- **Goal of the exercise**:
Copy out the news report below on killings in Burma since the 2021 coup, word for word and in full.

- **Exercise passage**:
FROM THE DVB NEWSROOM
Nearly 4,000 people have been killed in Burma since the 2021 military coup, states the Assistance Association for Political Prisoners (AAPP). Ten civilians were killed on June 27 in an airstrike on Nyaung Kone village, located in Pale Township of Sagaing Region. “It was heartbreaking for everyone,” said an unnamed Nyaung Kone resident. Two injured children are still in hospital. Nyaung Kone villagers said that they flee their homes whenever they hear the sound of planes in the sky.
The National Unity Government (NUG) wants to hold the military accountable for its crimes against humanity. “We have recorded every crime the Burma Army has committed since 2021. The NUG will cooperate with all international courts to work to ensure justice for all the people in Burma, including the Rohingya,” said Aung Kyaw Moe, the NUG deputy human rights minister.
The NUG claims that the Burma Army has committed a total of 144 massacres, killing 1,595 people. Human rights experts estimate that the actual number of killed may be higher. DVB was unable to reach military regime spokesperson Zaw Min Tun for a response. The regime claims that more than 700 civilians were killed by the NUG and its armed wing, the People’s Defense Force (PDF), so far this year.

- **Data provided**:
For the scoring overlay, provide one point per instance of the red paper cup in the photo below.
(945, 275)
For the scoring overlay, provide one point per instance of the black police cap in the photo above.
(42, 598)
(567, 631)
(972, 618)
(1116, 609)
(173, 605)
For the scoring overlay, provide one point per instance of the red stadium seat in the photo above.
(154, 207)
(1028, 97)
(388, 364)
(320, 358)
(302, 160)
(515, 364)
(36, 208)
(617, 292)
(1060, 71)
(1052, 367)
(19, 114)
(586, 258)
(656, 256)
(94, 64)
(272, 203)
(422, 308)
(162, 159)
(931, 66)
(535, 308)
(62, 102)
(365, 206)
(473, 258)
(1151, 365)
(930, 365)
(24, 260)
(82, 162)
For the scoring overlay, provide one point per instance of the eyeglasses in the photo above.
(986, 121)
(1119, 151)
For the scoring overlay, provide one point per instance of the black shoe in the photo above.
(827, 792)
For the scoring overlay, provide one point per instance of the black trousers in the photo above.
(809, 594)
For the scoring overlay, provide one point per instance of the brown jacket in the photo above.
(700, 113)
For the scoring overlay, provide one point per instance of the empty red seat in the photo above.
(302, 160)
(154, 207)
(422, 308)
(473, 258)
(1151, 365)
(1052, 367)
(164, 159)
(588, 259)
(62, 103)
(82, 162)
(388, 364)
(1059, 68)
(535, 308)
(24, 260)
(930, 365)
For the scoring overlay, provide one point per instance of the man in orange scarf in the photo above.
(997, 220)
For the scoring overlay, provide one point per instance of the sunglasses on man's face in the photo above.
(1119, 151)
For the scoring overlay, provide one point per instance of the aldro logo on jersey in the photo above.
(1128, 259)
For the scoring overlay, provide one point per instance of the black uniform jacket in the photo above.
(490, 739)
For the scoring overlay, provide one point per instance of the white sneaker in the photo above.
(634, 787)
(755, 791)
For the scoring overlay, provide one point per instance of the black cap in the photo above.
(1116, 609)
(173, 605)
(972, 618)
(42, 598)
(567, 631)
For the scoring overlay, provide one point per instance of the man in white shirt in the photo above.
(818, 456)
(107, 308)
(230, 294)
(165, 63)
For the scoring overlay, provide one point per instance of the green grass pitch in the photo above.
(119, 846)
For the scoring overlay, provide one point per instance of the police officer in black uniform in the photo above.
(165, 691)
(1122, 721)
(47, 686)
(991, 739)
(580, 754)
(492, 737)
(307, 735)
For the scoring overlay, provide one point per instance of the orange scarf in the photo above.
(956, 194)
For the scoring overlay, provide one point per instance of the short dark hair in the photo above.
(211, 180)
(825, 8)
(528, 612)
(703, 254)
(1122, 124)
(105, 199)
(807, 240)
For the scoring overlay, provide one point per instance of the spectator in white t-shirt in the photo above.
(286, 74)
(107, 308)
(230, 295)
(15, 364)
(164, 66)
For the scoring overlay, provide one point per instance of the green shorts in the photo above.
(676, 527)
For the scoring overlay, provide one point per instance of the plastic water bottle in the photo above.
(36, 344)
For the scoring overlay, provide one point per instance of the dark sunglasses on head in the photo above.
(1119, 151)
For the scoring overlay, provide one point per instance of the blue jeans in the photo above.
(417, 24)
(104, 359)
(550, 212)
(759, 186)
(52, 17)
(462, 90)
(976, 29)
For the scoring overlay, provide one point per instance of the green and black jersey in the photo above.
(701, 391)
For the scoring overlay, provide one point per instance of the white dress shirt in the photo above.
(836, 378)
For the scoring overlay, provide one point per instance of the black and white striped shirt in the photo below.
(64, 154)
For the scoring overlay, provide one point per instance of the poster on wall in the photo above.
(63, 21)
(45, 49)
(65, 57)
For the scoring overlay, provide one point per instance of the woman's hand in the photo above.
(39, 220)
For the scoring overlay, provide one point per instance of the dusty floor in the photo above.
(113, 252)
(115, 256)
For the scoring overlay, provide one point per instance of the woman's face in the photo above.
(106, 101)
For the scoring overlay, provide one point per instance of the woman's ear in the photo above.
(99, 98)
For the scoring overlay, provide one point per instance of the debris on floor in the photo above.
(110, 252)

- **Problem solution**:
FROM THE DVB NEWSROOM
Nearly 4,000 people have been killed in Burma since the 2021 military coup, states the Assistance Association for Political Prisoners (AAPP). Ten civilians were killed on June 27 in an airstrike on Nyaung Kone village, located in Pale Township of Sagaing Region. “It was heartbreaking for everyone,” said an unnamed Nyaung Kone resident. Two injured children are still in hospital. Nyaung Kone villagers said that they flee their homes whenever they hear the sound of planes in the sky.
The National Unity Government (NUG) wants to hold the military accountable for its crimes against humanity. “We have recorded every crime the Burma Army has committed since 2021. The NUG will cooperate with all international courts to work to ensure justice for all the people in Burma, including the Rohingya,” said Aung Kyaw Moe, the NUG deputy human rights minister.
The NUG claims that the Burma Army has committed a total of 144 massacres, killing 1,595 people. Human rights experts estimate that the actual number of killed may be higher. DVB was unable to reach military regime spokesperson Zaw Min Tun for a response. The regime claims that more than 700 civilians were killed by the NUG and its armed wing, the People’s Defense Force (PDF), so far this year.